Consider the limit \(f\left( x \right) = {e^x} - cx\).
Differentiate the function w.r.t \(x\).
\(\begin{array}{c}f'\left( x \right) = \frac{d}{{dx}}\left( {{e^x} - cx} \right)\\ = {e^x} - c\end{array}\)
As \(f'\left( x \right) = 0\) then we have,
\(\begin{array}{c}0 = {e^x} - c\\{e^x} = c\\x = \ln c\end{array}\)
where \(c > 0\). Now differentiate \(f'\left( x \right) = {e^x} - c\) then we have, \(f''\left( x \right) = {e^x}\).
Since \(f''\left( x \right) = {e^x} > 0\). So \(f\) is concave up on the interval \(\left( { - \infty ,\infty } \right)\).
Now find the limit.
+ + +
Task instructions:
A: Do these statements agree with the worked solution for f(x) = e^x − cx? Answer yes or no for each, quoting the words of the solution that decide it.
(i) The solution assumes that c is greater than 0.
(ii) The solution describes f as concave down.
(iii) The function is differentiated with respect to x.
B: Rewrite the part of the worked solution for f(x) = e^x − cx that begins at the words "where \(c >" and stops after "find the limit.", putting "convex" in place of "concave up".
C: Can you extend the worked solution for f(x) = e^x − cx, carrying on from the point where it stops?
The entries after this point come from a separate source.
+ + +
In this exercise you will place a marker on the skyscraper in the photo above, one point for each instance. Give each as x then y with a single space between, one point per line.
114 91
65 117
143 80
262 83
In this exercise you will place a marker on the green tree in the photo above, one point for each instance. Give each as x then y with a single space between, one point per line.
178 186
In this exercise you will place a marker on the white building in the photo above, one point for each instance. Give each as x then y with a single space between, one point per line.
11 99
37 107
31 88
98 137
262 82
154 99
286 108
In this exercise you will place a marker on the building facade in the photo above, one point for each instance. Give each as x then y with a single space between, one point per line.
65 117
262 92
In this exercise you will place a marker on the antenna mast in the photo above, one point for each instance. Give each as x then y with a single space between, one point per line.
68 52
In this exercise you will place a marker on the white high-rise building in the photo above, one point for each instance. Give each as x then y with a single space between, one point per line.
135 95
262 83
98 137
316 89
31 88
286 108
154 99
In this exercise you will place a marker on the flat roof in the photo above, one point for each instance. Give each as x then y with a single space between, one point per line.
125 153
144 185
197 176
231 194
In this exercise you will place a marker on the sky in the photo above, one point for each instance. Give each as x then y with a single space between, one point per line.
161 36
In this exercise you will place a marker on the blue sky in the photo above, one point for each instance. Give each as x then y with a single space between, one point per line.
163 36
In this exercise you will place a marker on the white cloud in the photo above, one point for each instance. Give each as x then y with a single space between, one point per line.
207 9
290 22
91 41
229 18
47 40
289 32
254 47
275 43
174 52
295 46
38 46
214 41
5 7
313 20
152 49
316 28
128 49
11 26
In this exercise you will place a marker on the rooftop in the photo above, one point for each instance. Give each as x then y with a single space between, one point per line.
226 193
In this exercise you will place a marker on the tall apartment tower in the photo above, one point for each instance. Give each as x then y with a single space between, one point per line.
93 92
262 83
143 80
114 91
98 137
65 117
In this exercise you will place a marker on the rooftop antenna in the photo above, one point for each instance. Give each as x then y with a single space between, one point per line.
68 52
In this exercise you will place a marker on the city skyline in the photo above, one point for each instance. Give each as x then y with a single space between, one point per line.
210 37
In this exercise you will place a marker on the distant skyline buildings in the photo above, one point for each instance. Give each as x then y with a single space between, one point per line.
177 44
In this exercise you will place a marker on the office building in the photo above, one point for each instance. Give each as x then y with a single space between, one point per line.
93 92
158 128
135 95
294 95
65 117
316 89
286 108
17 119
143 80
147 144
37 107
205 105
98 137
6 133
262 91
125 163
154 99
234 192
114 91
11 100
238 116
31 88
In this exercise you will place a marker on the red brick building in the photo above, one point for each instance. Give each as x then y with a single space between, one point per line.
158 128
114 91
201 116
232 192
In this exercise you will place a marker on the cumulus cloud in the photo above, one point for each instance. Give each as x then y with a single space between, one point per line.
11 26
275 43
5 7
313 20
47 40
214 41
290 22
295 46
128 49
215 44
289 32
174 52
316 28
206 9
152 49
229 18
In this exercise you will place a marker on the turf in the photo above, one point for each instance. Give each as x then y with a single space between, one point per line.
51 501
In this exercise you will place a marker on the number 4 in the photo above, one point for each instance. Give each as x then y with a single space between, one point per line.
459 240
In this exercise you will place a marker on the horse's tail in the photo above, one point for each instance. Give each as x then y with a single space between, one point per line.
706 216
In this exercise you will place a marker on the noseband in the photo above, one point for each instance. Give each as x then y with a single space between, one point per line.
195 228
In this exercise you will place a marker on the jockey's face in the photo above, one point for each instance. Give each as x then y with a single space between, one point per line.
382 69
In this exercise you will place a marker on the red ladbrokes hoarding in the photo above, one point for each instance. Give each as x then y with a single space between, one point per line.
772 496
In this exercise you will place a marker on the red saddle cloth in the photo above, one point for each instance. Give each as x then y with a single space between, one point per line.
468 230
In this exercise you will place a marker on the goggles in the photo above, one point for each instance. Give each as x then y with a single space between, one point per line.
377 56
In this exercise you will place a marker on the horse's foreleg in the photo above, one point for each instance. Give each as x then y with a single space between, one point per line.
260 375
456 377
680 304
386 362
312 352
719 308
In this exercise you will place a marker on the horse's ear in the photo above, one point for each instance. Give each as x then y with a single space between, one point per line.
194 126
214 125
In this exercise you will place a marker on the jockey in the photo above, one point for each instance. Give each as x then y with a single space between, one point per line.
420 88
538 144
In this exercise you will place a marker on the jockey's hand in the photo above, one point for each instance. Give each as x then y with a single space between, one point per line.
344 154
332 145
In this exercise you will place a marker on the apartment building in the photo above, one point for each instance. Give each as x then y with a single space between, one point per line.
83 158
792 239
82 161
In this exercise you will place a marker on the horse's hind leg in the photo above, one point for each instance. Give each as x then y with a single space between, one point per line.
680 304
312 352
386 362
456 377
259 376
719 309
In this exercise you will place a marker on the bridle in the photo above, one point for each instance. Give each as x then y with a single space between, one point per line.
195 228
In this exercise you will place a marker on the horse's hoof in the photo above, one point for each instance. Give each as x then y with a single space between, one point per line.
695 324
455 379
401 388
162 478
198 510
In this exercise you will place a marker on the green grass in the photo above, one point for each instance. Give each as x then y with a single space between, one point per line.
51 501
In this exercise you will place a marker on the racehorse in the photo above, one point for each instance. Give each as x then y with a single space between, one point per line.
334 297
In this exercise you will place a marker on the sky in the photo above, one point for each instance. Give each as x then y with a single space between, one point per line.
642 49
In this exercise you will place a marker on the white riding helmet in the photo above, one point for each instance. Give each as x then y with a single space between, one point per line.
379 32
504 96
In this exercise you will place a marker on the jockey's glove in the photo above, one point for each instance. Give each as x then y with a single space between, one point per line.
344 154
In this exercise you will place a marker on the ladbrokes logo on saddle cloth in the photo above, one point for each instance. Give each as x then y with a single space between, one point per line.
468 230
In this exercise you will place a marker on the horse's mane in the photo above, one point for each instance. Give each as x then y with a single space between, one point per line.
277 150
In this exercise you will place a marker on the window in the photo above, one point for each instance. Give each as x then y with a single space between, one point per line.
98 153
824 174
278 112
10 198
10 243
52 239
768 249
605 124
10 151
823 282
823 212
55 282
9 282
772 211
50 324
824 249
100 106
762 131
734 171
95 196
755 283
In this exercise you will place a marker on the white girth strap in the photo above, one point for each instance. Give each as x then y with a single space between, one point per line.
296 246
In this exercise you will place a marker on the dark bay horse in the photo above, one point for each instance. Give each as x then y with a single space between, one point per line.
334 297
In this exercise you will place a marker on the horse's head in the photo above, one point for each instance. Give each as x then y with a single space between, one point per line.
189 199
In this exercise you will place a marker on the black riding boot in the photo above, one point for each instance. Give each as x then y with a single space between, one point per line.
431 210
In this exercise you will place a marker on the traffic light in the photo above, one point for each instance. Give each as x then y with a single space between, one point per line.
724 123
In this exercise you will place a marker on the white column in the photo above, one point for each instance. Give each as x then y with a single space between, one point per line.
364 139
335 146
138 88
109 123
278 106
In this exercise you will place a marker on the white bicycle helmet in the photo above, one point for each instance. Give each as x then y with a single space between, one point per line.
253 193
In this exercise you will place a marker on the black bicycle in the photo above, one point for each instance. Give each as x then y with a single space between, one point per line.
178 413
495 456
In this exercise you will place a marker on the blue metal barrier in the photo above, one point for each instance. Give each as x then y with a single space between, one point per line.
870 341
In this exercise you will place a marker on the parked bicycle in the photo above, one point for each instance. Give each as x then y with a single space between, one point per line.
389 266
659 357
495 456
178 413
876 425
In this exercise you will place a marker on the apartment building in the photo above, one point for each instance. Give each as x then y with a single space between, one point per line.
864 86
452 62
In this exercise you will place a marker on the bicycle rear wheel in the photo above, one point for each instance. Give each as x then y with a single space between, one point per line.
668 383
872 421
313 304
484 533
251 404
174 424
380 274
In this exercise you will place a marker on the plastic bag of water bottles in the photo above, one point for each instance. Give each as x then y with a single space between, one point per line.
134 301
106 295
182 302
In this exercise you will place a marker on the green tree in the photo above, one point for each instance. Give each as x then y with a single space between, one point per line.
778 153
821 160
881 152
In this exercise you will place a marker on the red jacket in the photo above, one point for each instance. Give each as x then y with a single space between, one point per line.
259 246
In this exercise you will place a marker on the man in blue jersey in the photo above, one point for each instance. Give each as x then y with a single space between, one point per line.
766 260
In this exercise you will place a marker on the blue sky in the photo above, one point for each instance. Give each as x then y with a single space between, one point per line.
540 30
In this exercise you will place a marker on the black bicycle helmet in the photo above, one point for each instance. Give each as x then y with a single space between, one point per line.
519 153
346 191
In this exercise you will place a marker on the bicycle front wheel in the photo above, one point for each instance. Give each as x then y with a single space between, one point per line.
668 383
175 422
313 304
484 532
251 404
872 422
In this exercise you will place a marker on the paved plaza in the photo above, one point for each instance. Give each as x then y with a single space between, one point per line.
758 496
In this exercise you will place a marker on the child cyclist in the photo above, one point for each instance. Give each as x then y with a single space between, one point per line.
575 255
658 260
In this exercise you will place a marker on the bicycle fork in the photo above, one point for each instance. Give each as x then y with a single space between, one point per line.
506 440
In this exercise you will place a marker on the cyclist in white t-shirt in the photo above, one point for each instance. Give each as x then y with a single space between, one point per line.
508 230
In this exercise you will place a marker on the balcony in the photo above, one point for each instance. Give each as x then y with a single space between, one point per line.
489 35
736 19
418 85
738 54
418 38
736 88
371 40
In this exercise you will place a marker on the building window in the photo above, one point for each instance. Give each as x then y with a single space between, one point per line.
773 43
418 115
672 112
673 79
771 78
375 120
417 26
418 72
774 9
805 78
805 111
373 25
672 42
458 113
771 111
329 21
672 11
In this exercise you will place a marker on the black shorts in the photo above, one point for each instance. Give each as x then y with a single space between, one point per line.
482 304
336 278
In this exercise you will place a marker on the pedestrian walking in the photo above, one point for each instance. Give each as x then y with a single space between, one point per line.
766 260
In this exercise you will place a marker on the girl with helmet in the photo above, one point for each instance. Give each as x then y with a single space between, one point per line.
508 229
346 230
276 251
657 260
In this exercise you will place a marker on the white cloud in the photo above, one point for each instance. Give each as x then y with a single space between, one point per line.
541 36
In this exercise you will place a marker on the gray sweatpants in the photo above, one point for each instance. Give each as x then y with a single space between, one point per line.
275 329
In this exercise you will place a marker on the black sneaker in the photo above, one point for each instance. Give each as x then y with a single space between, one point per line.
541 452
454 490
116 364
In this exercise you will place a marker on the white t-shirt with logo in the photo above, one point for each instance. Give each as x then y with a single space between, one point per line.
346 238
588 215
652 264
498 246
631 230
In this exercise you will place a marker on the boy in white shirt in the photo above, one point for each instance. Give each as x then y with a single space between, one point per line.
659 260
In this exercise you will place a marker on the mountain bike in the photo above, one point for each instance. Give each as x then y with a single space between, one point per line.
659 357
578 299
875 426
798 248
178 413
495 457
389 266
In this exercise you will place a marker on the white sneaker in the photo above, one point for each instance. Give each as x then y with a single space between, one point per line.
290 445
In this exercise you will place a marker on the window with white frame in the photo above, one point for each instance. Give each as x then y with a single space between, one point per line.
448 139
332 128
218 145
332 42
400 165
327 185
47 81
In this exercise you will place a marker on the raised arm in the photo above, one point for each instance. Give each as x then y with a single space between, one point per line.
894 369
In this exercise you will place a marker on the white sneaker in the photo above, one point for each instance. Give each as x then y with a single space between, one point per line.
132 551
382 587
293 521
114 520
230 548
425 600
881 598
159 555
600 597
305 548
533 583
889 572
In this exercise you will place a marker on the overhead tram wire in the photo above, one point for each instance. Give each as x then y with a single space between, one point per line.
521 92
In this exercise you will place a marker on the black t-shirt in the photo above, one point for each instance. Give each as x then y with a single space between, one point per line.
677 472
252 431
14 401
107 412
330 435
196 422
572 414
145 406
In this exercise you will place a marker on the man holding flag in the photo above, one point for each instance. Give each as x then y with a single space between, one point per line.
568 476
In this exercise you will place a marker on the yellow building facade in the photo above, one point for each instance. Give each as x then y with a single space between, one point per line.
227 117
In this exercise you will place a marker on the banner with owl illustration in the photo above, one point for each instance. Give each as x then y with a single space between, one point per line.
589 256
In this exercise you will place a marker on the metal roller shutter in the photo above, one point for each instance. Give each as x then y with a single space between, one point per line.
+ + +
Outputs for the tasks:
A:
(i) Yes: "where \(c > 0\)"
(ii) No: "So \(f\) is concave up"
(iii) Yes: "Differentiate the function w.r.t \(x\)"

B:
where \(c > 0\). Now differentiate \(f'\left( x \right) = {e^x} - c\) then we have, \(f''\left( x \right) = {e^x}\).
Since \(f''\left( x \right) = {e^x} > 0\). So \(f\) is convex on the interval \(\left( { - \infty ,\infty } \right)\).
Now find the limit.

C:
\(\begin{array}{c}\mathop {\lim }\limits_{x \to \infty } \left( {{e^x} - cx} \right) = \mathop {\lim }\limits_{x \to \infty } \frac{d}{{dx}}\left( {{e^x} - cx} \right)\\ = \mathop {\lim }\limits_{x \to \infty } \left( {x\left( {\frac{{{e^x}}}{x} - c} \right)} \right)\\ = {L_1}\end{array}\)
Now apply l’Hospital’s Rule.
\(\begin{array}{c}\mathop {\lim }\limits_{x \to \infty } \frac{{{e^x}}}{c} = \mathop {\lim }\limits_{x \to \infty } \frac{d}{{dx}}\left( {\frac{{{e^x}}}{c}} \right)\\ = \mathop {\lim }\limits_{x \to \infty } \left( {\frac{{{e^x}}}{c}} \right)\\ = \infty \end{array}\)
Therefore \({L_1} = \infty \).
\(L = \mathop {\lim }\limits_{x \to - \infty } \left( {{e^x} - cx} \right),\;{e^x} \to 0\)thus \(L\) is determined by \( - cx\).
If \(c > 0\), \( - cx \to \infty \) and \(L = - \infty \).
Thus \(f\) has an absolute minimum for \(c > 0\). As the value of \(c\) increases, the minimum points \(\left( {\ln c,c - c\ln c} \right)\) get farther away from the origin.